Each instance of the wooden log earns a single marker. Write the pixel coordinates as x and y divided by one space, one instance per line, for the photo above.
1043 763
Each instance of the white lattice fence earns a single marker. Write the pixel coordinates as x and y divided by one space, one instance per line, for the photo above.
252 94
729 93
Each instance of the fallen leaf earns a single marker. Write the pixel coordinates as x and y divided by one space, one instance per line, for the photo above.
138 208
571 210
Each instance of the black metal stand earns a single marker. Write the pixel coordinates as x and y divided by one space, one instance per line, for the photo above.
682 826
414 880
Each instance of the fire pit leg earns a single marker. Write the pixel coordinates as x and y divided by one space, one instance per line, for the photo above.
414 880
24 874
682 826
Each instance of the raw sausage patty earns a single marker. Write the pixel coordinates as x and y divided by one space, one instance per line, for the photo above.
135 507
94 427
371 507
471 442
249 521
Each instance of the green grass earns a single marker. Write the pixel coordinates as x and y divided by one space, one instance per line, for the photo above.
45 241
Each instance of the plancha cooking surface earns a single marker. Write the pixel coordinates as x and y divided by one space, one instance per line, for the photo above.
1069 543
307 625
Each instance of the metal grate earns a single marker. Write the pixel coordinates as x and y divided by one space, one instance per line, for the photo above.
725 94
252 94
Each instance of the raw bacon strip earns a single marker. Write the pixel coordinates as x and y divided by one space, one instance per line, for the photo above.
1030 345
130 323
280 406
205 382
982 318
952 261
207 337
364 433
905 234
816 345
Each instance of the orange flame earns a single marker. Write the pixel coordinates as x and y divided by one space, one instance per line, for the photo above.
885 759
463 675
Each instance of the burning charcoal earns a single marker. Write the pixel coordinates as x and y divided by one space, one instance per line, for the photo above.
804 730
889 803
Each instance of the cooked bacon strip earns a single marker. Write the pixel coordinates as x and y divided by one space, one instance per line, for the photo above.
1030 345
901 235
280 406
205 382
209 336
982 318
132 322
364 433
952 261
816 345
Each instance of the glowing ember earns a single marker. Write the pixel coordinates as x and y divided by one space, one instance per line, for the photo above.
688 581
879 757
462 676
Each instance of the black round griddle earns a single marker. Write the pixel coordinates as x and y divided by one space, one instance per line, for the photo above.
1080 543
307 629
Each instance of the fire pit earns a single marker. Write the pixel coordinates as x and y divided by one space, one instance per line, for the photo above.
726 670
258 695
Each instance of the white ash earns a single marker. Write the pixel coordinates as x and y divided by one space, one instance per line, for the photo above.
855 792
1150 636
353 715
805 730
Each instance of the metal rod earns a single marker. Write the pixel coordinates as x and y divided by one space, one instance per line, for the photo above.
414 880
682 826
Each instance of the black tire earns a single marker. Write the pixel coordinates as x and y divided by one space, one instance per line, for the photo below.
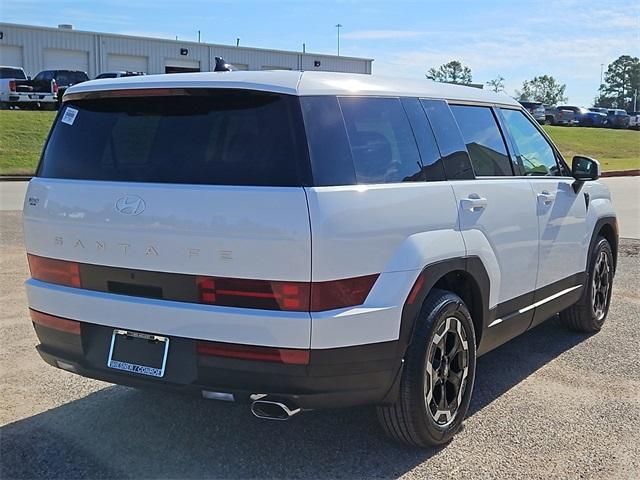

### Your assignment
The records above should be repeated exactly, with no pictures in the copy.

### Answer box
Each instance of the wooden log earns a single marker. Write the pixel coordinates as x and y divided by one space, one instance per line, for the photo above.
1043 763
Each instance of the white lattice fence earns a single marker. Write the pixel coordinates as x and y divided by one space, one instance per line, for the photo above.
252 94
729 93
Each instance of the fallen leaf earns a single marker. Write the pixel coordinates as x and y divided by one space, one instance per line, for the photo above.
138 208
571 210
Each instance of the black metal stand earns a single marker. Write the pixel coordinates as x and y divided by one space, one instance per line, for the photo above.
682 826
414 880
Each instance of the fire pit leg earns a single marker. Write the pixel coordinates as x and y divided by one space, one instance per line, for the photo above.
414 880
24 874
682 826
Each instance of the raw sausage patty earns a single marker. Write the pixel coordinates as x and y divided by one space, one instance per line, for the photo above.
135 507
94 427
371 507
471 442
249 521
Each instance of the green grass earns a single marker. Write the pixel coordinates as x and y divided by one space, one instance per line, for the photo above.
45 241
Each instance of the plancha cooking surface earns a single marker. Write the pixel coordinates as x and y divided by one space, one instance per line, for the photo above.
1069 543
307 625
Each instance of the metal grate earns a single marker. Write the pixel coordinates as x and y divided by one space, one instance per line, for the photo above.
725 94
252 94
Each instance of the raw bacon strip earns a single marker. Write the pixel coordinates as x and y divided by one space, one instance per line, for the photo above.
1030 345
130 323
280 406
205 382
982 318
952 261
207 337
364 433
905 234
816 345
Each instance of the orange flame earns a single marker. Write the pixel coordinates as x and y divided by one space, one instance per line, for the photo above.
885 759
463 675
Each instance of the burning charcoal earns a single marker. Write the pixel coordinates as x and y divided by one space, one instance per line, for the photo above.
804 730
889 803
Each instance of the cooked bacon strip earns a single marker. Write the pixel coordinates as x and y divided by one space, one instance per line, for the photo above.
1030 345
901 235
280 406
205 382
209 336
982 318
132 322
364 433
952 261
816 345
Each instance of the glowing ember earns a single marker. Write the pixel coordinates as x and y divided by one space, one instance per line, for the photo above.
688 581
879 757
462 676
Each instance of the black round griddle earns a single marker. Write the pixel coordinates as x and y divided by one space, one instance per line, for the photo above.
1080 543
307 629
Each instance of the fire pit earns a single marker. Write the pixel coordinates as x and y divided by one space, one instance per line, for the photo above.
726 670
258 695
Each instance of the white ash earns a single marker. Write the pixel coordinates as x and y divided by one space, one instance per line, for the photo above.
855 792
1150 636
353 715
805 730
Each instance of the metal rod earns a single marker. Write the pixel coordinates as x and y divided by one space, one instance per line, for the photo above.
414 880
682 826
Each instance of the black tire earns a single marker. Write the pixel coordinates as x and y divided by one space, one instance per line, for the photo below.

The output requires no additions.